> _Goal_
Output every line of the rows below as a JSON list of strings, one string per line, with blank lines omitted.

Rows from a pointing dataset
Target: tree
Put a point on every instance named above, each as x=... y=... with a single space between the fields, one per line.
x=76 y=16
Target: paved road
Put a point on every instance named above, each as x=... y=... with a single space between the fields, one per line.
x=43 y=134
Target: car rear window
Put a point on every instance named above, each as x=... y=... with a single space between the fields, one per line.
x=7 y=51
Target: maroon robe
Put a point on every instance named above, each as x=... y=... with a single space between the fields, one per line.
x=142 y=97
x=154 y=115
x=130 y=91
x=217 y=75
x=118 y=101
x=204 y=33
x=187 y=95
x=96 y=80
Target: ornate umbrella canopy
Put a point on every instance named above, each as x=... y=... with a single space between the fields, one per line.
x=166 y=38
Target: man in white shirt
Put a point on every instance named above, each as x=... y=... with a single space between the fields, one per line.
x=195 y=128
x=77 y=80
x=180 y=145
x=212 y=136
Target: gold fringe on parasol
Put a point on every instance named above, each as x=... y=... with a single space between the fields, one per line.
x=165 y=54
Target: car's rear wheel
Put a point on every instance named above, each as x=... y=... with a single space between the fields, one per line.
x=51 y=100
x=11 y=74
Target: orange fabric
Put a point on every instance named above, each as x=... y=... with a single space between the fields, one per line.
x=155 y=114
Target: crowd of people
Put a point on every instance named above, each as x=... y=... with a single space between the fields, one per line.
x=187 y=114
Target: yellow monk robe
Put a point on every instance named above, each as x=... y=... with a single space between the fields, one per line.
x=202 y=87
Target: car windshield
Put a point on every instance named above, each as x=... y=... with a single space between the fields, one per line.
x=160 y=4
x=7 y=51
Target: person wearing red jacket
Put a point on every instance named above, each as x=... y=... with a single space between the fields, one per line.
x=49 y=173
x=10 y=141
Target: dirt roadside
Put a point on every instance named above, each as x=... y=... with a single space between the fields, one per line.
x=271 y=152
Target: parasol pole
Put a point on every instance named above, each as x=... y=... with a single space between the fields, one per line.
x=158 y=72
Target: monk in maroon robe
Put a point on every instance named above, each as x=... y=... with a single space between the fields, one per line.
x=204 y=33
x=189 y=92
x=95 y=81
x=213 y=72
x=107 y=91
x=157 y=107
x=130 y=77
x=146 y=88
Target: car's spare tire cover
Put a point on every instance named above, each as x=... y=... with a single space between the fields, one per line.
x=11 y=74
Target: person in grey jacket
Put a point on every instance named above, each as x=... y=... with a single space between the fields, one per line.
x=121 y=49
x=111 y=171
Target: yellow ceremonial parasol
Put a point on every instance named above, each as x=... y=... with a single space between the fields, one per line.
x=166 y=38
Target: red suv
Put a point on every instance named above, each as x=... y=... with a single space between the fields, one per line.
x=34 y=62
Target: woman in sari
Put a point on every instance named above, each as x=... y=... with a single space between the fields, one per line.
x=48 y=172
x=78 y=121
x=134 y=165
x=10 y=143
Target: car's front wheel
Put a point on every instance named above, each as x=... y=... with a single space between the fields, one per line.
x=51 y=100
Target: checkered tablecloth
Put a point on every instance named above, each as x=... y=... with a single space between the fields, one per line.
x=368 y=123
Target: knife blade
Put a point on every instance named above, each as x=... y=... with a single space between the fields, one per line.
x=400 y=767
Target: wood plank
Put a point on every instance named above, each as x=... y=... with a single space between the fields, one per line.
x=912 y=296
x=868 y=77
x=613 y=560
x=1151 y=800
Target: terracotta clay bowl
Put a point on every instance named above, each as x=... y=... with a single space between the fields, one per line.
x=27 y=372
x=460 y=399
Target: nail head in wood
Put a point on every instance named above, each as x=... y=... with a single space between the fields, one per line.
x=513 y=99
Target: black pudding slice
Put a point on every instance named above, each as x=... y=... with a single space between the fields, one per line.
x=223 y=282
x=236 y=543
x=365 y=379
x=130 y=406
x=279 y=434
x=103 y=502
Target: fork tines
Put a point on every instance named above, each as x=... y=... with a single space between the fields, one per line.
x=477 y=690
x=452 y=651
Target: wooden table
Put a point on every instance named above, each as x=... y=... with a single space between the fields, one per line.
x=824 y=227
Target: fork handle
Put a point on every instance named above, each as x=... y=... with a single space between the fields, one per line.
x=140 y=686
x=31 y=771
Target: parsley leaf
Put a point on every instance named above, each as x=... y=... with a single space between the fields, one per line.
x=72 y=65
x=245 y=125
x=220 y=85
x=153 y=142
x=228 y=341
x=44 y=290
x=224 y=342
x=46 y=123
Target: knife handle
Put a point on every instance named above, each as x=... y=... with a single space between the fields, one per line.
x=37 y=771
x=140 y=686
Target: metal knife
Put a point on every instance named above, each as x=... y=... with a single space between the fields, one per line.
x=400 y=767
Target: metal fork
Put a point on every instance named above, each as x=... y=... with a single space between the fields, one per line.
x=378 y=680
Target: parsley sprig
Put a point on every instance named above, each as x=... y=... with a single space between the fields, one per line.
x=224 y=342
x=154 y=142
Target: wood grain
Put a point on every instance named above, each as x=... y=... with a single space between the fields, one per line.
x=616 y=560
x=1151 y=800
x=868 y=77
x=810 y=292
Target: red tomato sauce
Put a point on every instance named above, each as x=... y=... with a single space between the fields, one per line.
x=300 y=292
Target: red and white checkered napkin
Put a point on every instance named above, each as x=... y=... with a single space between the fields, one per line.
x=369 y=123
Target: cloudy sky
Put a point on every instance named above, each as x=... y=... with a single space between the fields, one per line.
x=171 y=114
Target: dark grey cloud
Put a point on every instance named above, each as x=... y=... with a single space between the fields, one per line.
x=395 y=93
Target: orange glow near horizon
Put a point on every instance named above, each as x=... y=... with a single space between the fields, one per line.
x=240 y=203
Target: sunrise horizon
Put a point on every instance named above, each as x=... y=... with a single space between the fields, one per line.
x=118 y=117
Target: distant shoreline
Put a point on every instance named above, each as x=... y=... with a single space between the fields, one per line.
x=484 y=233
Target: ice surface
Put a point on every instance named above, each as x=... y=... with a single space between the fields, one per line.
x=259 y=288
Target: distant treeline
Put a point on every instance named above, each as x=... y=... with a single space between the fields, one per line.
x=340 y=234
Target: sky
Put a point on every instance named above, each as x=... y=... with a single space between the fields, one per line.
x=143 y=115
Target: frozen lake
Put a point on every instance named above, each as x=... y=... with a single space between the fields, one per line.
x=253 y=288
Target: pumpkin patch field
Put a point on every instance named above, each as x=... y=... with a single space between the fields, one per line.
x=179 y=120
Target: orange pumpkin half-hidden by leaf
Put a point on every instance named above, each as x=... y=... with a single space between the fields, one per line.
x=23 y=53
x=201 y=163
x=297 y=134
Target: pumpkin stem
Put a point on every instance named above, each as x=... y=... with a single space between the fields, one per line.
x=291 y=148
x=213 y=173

> _Finished answer_
[
  "Target: tree",
  "Put a point on every instance named above, each as x=... y=... with a single space between the fields, one per line.",
  "x=76 y=16",
  "Target: paved road",
  "Put a point on every instance named above, each as x=... y=... with a single space between the fields, one per line.",
  "x=43 y=134",
  "Target: car rear window",
  "Put a point on every instance named above, each as x=... y=... with a single space between the fields, one per line.",
  "x=7 y=51",
  "Target: maroon robe",
  "Put a point on every instance named above, each as x=... y=... with a single space between the fields, one per line.",
  "x=142 y=97",
  "x=154 y=115",
  "x=130 y=91",
  "x=217 y=75",
  "x=118 y=101",
  "x=204 y=33",
  "x=187 y=95",
  "x=96 y=80",
  "Target: ornate umbrella canopy",
  "Put a point on every instance named above, each as x=... y=... with a single space between the fields, one per line.",
  "x=166 y=38",
  "Target: man in white shirt",
  "Put a point on every instance named above, each as x=... y=... with a single space between the fields, one per line.",
  "x=195 y=128",
  "x=77 y=80",
  "x=180 y=145",
  "x=212 y=136",
  "Target: gold fringe on parasol",
  "Put a point on every instance named above, each as x=... y=... with a single space between the fields, one per line.",
  "x=165 y=54",
  "Target: car's rear wheel",
  "Put a point on every instance named above, each as x=... y=... with a single space between the fields, one per line.",
  "x=51 y=100",
  "x=11 y=74",
  "Target: orange fabric",
  "Put a point on every instance named above, each as x=... y=... with a single space between the fields, one per line.",
  "x=155 y=114",
  "Target: crowd of people",
  "Put a point on every instance named above, each as x=... y=... with a single space between the fields, one per line.",
  "x=187 y=114",
  "Target: yellow monk robe",
  "Put a point on every instance named above, each as x=... y=... with a single space between the fields, one per line.",
  "x=202 y=87",
  "Target: car windshield",
  "Put a point on every instance named above, each as x=... y=... with a single space between the fields, one per line.",
  "x=160 y=4",
  "x=7 y=51",
  "Target: person wearing red jacket",
  "Put a point on every instance named above, each as x=... y=... with a single space between the fields, one per line.",
  "x=49 y=173",
  "x=10 y=141",
  "Target: dirt roadside",
  "Put a point on every instance named above, each as x=... y=... with a single space between the fields, one per line.",
  "x=271 y=152",
  "Target: parasol pole",
  "Put a point on every instance named above, each as x=... y=... with a single space between the fields, one per line.",
  "x=158 y=72",
  "Target: monk in maroon robe",
  "Put a point on every instance named above, each as x=... y=... with a single space between the fields, one per line.",
  "x=204 y=33",
  "x=189 y=92",
  "x=95 y=81",
  "x=213 y=72",
  "x=107 y=91",
  "x=157 y=107",
  "x=130 y=77",
  "x=146 y=88",
  "Target: car's spare tire cover",
  "Put a point on every instance named above, each as x=... y=... with a single space between the fields, one per line.",
  "x=11 y=74",
  "Target: person in grey jacket",
  "Put a point on every instance named above, each as x=... y=... with a single space between the fields, one per line.",
  "x=121 y=49",
  "x=111 y=171",
  "Target: yellow ceremonial parasol",
  "Put a point on every instance named above, each as x=... y=... with a single space between the fields, one per line.",
  "x=166 y=38",
  "Target: red suv",
  "Put a point on every instance named above, each as x=... y=... with a single space between the fields, one per line.",
  "x=34 y=62",
  "Target: woman in sari",
  "Put a point on every instance named above, each as x=... y=... with a single space between the fields, one per line.",
  "x=48 y=172",
  "x=78 y=121",
  "x=134 y=165",
  "x=10 y=143",
  "Target: car's front wheel",
  "Put a point on every instance named above, each as x=... y=... with a single space between the fields, one per line.",
  "x=51 y=100",
  "Target: checkered tablecloth",
  "Put a point on every instance named above, each as x=... y=... with a single space between the fields, one per line.",
  "x=368 y=123",
  "Target: knife blade",
  "Put a point on every instance named above, each as x=... y=... with a single space between the fields, one per line.",
  "x=400 y=767",
  "Target: wood plank",
  "Put a point on every instance named above, each as x=... y=... with a single space between the fields, one per line.",
  "x=912 y=296",
  "x=868 y=77",
  "x=613 y=560",
  "x=1151 y=800",
  "Target: terracotta clay bowl",
  "Put a point on every instance named above, each as x=... y=... with a single space between the fields, one per line.",
  "x=27 y=372",
  "x=460 y=399",
  "Target: nail head in wood",
  "Put a point on every instance named above, each as x=... y=... with a single space between the fields, one per line.",
  "x=513 y=99",
  "Target: black pudding slice",
  "Put a point on every instance named above, each as x=... y=... with a single space between the fields, one per line.",
  "x=223 y=282",
  "x=236 y=543",
  "x=365 y=379",
  "x=130 y=406",
  "x=279 y=434",
  "x=103 y=502",
  "Target: fork tines",
  "Put a point on every instance named above, each as x=... y=... with a single space between the fields, one per line.",
  "x=477 y=690",
  "x=452 y=651",
  "Target: wooden table",
  "Put a point on every instance named above, each as x=... y=... with a single space between the fields, one per line.",
  "x=824 y=227",
  "Target: fork handle",
  "Put a point on every instance named above, each as x=... y=... with a single space between the fields, one per line.",
  "x=140 y=686",
  "x=31 y=771",
  "Target: parsley leaf",
  "Put a point on every instance named above, each as x=... y=... with a single space between the fields, one per line.",
  "x=72 y=65",
  "x=245 y=125",
  "x=220 y=85",
  "x=153 y=142",
  "x=228 y=341",
  "x=44 y=290",
  "x=224 y=342",
  "x=46 y=123",
  "Target: knife handle",
  "Put a point on every instance named above, each as x=... y=... with a single space between the fields, one per line.",
  "x=37 y=771",
  "x=140 y=686",
  "Target: metal knife",
  "Put a point on every instance named above, each as x=... y=... with a single space between the fields, one per line.",
  "x=400 y=767",
  "Target: metal fork",
  "Put a point on every instance named above, each as x=... y=... with a single space between the fields, one per line.",
  "x=378 y=680",
  "Target: parsley sprig",
  "Put a point on every instance named above, each as x=... y=... with a single space between the fields, one per line.",
  "x=224 y=342",
  "x=154 y=142",
  "Target: wood grain",
  "Put a point on every instance named above, each as x=... y=... with a single space between the fields, one per line.",
  "x=616 y=560",
  "x=1151 y=800",
  "x=868 y=77",
  "x=810 y=292",
  "Target: red tomato sauce",
  "Put a point on every instance named above, each as x=... y=... with a single space between the fields, one per line.",
  "x=300 y=292",
  "Target: red and white checkered napkin",
  "Put a point on every instance named above, each as x=... y=... with a single space between the fields, one per line.",
  "x=369 y=123",
  "Target: cloudy sky",
  "Put a point on every instance named above, each as x=... y=... with a single space between the fields, one per line.",
  "x=171 y=114",
  "Target: dark grey cloud",
  "Put a point on every instance named above, each as x=... y=... with a single space between the fields, one per line.",
  "x=395 y=93",
  "Target: orange glow near horizon",
  "Put a point on every instance named above, each as x=... y=... with a single space between the fields, one per line.",
  "x=240 y=203",
  "Target: sunrise horizon",
  "Put a point on every instance named above, each as x=... y=... with a single space between the fields, one per line.",
  "x=118 y=117",
  "Target: distant shoreline",
  "Put a point on every instance named above, each as x=... y=... with a single space between the fields, one per line.",
  "x=484 y=233",
  "Target: ice surface",
  "Put a point on every instance named above, each as x=... y=... with a single space between the fields, one per line.",
  "x=259 y=288",
  "Target: distant treeline",
  "Put a point on every instance named above, each as x=... y=... with a single space between the fields, one per line.",
  "x=340 y=234",
  "Target: sky",
  "Put a point on every instance named above, each as x=... y=... with a single space between the fields, one per line.",
  "x=143 y=115",
  "Target: frozen lake",
  "Put a point on every instance named above, each as x=... y=... with a single space between the fields, one per line.",
  "x=253 y=288",
  "Target: pumpkin patch field",
  "Put a point on every instance named above, each as x=... y=... with a single space between the fields, one per line.",
  "x=179 y=120",
  "Target: orange pumpkin half-hidden by leaf",
  "Put a point on every instance named above, each as x=... y=... with a single space between the fields, one per line.",
  "x=23 y=53",
  "x=201 y=163",
  "x=297 y=134",
  "Target: pumpkin stem",
  "Put a point on every instance named above, each as x=... y=... with a single space between the fields, one per line.",
  "x=291 y=148",
  "x=213 y=173"
]